Copy each line below word for word, changing nothing.

Start of Dataset entries

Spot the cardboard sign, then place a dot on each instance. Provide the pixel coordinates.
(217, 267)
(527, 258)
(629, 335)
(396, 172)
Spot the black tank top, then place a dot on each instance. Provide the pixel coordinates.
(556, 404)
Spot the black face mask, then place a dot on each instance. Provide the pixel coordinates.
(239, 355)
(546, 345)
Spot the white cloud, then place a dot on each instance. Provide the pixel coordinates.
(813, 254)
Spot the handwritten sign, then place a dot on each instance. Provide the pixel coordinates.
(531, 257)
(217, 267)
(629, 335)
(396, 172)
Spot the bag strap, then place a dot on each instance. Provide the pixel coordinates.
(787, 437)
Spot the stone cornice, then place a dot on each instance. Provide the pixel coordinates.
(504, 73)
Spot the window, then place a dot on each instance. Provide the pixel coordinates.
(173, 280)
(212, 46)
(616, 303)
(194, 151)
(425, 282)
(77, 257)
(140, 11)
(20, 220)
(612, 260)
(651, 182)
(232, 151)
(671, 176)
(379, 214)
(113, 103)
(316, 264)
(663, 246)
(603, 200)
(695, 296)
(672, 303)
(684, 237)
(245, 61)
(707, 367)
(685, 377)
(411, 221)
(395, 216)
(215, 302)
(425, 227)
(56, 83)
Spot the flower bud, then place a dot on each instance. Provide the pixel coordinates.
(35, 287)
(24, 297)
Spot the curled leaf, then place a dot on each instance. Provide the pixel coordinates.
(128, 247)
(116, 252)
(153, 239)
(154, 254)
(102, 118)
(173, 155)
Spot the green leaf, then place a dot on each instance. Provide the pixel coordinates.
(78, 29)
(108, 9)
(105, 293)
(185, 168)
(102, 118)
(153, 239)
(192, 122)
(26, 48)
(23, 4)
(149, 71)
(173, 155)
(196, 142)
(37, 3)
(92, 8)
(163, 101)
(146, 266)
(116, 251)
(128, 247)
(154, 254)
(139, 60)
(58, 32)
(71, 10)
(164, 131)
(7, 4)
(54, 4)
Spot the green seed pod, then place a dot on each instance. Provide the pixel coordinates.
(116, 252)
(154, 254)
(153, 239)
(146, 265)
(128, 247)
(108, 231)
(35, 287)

End of Dataset entries

▸ **Solution**:
Spot the cardboard sign, then place a dot on each instance. Provide the pixel coordinates.
(217, 267)
(527, 258)
(629, 335)
(396, 172)
Spot the black tank top, then place a dot on each instance. Provide the pixel coordinates.
(556, 404)
Spot the black face mask, then place a dot on each instance. Provide the pixel coordinates.
(239, 355)
(546, 345)
Spot the white cloud, then place a dot on each instance. Provide the pixel coordinates.
(813, 254)
Spot the handwritten sign, then place a dot on each instance. Provide the pixel coordinates.
(531, 257)
(217, 267)
(629, 335)
(396, 172)
Spot the bag strap, then place a dot on each instance. Provide the pixel coordinates.
(787, 437)
Spot the stone cornice, then place a dot on each instance. Provide the pixel coordinates.
(504, 73)
Spot the window, then place a dot on each instance. Provide the pixel coordinates.
(173, 280)
(212, 46)
(616, 303)
(194, 151)
(425, 282)
(77, 257)
(140, 11)
(20, 220)
(612, 260)
(651, 182)
(232, 151)
(671, 176)
(379, 214)
(113, 103)
(316, 264)
(663, 246)
(603, 200)
(695, 296)
(672, 303)
(684, 237)
(245, 61)
(707, 367)
(685, 377)
(411, 221)
(395, 216)
(215, 302)
(425, 227)
(56, 83)
Spot the flower bud, then place a dot on each instance. Provide the pixel coordinates.
(35, 287)
(24, 297)
Spot the curled leaf, then place a dot on each instance. Provide the pixel coordinates.
(128, 247)
(116, 252)
(153, 239)
(154, 254)
(102, 118)
(173, 155)
Spot the green leaf, then place a dot on each instance. Provide the pixel coordinates.
(78, 29)
(108, 9)
(105, 293)
(185, 168)
(102, 118)
(153, 239)
(192, 122)
(26, 48)
(23, 4)
(149, 71)
(173, 155)
(196, 142)
(37, 3)
(92, 8)
(163, 101)
(146, 266)
(116, 251)
(128, 247)
(154, 254)
(139, 60)
(58, 32)
(71, 10)
(164, 131)
(7, 4)
(54, 4)
Spot the green seed pod, then place a dot on each instance. Provide the pixel coordinates.
(116, 252)
(154, 254)
(153, 239)
(146, 265)
(128, 247)
(108, 231)
(35, 287)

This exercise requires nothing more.